So that nothing is lost, transcribe each line of the records exactly.

### Supplied information ###

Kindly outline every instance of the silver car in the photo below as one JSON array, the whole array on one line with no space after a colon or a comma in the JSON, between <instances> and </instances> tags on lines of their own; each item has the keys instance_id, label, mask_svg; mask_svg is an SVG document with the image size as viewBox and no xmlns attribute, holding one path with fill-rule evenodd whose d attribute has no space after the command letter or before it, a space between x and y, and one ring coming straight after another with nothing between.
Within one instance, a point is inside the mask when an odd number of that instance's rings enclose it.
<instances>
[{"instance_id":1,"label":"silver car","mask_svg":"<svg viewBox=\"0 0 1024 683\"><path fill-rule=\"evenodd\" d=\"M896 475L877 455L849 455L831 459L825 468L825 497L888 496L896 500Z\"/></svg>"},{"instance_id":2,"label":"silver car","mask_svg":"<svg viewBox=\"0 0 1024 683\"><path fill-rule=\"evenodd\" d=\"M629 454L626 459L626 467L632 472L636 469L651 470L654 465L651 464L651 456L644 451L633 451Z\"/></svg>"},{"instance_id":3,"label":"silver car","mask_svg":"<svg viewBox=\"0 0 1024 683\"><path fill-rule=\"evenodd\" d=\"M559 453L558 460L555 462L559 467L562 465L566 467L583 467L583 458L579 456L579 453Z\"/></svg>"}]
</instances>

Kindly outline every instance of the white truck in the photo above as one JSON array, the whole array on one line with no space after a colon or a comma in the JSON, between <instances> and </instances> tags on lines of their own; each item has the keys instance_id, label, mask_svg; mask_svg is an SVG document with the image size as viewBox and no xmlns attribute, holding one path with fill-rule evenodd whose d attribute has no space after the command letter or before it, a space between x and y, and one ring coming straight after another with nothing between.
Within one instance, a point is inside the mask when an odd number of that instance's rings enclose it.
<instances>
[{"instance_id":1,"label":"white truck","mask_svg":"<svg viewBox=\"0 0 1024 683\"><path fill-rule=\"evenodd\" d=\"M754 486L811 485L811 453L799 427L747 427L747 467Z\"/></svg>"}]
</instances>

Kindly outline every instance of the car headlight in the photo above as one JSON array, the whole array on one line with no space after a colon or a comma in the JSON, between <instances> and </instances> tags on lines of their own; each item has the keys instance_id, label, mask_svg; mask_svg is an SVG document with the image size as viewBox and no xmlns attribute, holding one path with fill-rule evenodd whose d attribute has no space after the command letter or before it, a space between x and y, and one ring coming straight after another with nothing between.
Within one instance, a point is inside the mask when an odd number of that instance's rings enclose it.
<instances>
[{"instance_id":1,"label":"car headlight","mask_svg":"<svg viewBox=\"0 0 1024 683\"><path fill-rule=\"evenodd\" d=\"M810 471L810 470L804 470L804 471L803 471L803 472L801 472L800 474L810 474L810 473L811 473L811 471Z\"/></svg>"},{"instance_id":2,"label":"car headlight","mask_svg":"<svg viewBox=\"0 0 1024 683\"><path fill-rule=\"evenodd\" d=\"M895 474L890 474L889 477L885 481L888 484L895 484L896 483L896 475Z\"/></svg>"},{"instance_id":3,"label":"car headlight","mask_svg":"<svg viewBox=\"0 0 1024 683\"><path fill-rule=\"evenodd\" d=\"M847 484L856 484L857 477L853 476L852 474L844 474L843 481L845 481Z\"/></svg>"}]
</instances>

###

(Worked solution)
Kindly outline every instance of the silver car in the photo below as one JSON array, the whole array on one line with no space after a colon or a comma in the JSON, between <instances> and </instances> tags on lines of their own; each item has the keys instance_id, label, mask_svg; mask_svg is an SVG document with the image size as viewBox and no xmlns attribute, holding one path with fill-rule evenodd whose d attribute has no space after the command letter or before it, a space between x and y, and one ring coming straight after another with nothing between.
Within one instance, a point is inside the mask when an odd number of that instance's rings enclose it.
<instances>
[{"instance_id":1,"label":"silver car","mask_svg":"<svg viewBox=\"0 0 1024 683\"><path fill-rule=\"evenodd\" d=\"M896 475L877 455L849 455L831 459L825 468L825 497L888 496L896 500Z\"/></svg>"},{"instance_id":2,"label":"silver car","mask_svg":"<svg viewBox=\"0 0 1024 683\"><path fill-rule=\"evenodd\" d=\"M629 454L626 459L626 467L632 472L636 469L651 470L654 465L651 464L651 456L644 451L633 451Z\"/></svg>"},{"instance_id":3,"label":"silver car","mask_svg":"<svg viewBox=\"0 0 1024 683\"><path fill-rule=\"evenodd\" d=\"M559 453L558 460L555 462L559 467L562 465L566 467L583 467L583 458L579 456L579 453Z\"/></svg>"}]
</instances>

Kindly outline every instance of the white truck in the photo above as one JSON array, the whole array on one line with no space after a colon or a comma in the JSON, between <instances> and </instances> tags on lines of their own; each item has the keys instance_id, label, mask_svg; mask_svg is an SVG document with the image size as viewBox and no xmlns attribute, holding one path with fill-rule evenodd whose d attribute has no space after the command letter or before it, a space between x and y, and one ring coming straight after another with nothing between.
Within one instance, a point is inside the mask when an odd number of that instance's rings enclose it.
<instances>
[{"instance_id":1,"label":"white truck","mask_svg":"<svg viewBox=\"0 0 1024 683\"><path fill-rule=\"evenodd\" d=\"M754 486L811 485L811 453L799 427L747 427L747 467Z\"/></svg>"}]
</instances>

Kindly outline every instance of the car headlight in the photo above as one JSON array, the whole array on one line with no space after a colon or a comma in the JSON, between <instances> and </instances> tags on lines of their own; each item has the keys instance_id, label, mask_svg; mask_svg is an SVG document with the image size as viewBox and no xmlns attribute, holding one path with fill-rule evenodd whose d attribute has no space after the command letter or before it, a space between x and y, and one ring coming straight after another with nothing between.
Within one instance, a point is inside the mask when an odd number of that instance's rings enclose it.
<instances>
[{"instance_id":1,"label":"car headlight","mask_svg":"<svg viewBox=\"0 0 1024 683\"><path fill-rule=\"evenodd\" d=\"M810 471L810 470L804 470L804 471L803 471L803 472L801 472L800 474L810 474L810 473L811 473L811 471Z\"/></svg>"},{"instance_id":2,"label":"car headlight","mask_svg":"<svg viewBox=\"0 0 1024 683\"><path fill-rule=\"evenodd\" d=\"M895 474L890 474L889 477L885 481L888 484L895 484L896 483L896 475Z\"/></svg>"},{"instance_id":3,"label":"car headlight","mask_svg":"<svg viewBox=\"0 0 1024 683\"><path fill-rule=\"evenodd\" d=\"M847 484L856 484L857 477L853 476L852 474L844 474L843 481L845 481Z\"/></svg>"}]
</instances>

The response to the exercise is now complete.